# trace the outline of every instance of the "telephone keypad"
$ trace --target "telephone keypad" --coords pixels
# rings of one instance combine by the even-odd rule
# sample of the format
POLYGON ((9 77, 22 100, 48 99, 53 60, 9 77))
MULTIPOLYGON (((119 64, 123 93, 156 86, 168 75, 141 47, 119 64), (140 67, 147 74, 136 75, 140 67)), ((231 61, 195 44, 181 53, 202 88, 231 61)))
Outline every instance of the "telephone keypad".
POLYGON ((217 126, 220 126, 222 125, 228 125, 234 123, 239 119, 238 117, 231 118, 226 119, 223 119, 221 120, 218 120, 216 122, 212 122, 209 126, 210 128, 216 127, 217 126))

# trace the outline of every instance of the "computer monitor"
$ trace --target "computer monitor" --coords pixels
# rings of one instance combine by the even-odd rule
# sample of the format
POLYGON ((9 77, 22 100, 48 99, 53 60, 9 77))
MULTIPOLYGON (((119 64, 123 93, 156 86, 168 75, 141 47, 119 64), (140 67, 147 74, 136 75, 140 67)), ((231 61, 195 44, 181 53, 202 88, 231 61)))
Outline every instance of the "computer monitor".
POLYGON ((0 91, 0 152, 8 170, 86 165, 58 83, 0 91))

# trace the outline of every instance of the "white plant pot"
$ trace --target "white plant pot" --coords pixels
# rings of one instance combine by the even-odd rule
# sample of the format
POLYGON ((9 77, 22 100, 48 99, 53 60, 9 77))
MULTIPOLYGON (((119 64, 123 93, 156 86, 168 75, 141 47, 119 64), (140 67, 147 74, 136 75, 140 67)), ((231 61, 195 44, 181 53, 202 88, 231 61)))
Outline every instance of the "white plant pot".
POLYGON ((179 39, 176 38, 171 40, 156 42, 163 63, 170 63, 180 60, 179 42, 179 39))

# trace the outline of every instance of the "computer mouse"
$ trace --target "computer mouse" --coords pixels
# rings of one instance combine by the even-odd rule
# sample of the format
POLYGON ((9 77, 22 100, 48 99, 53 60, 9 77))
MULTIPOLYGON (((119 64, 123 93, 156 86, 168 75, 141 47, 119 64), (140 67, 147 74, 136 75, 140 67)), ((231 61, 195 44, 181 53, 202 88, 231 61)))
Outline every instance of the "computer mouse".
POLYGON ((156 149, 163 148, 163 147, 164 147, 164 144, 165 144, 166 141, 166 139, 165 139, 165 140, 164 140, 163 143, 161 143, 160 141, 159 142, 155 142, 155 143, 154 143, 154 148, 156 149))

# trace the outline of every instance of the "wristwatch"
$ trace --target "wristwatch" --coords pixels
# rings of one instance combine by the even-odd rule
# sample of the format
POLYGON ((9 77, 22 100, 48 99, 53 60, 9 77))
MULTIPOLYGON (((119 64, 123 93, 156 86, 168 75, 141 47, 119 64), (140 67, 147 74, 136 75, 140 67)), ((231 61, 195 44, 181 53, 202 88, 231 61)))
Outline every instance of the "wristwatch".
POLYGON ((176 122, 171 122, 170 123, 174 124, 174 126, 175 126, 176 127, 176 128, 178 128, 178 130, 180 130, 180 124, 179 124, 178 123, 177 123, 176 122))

### Do this
Tally the lines of the records above that contain the string "white", with case significant. Reply with the count alone.

### Solution
3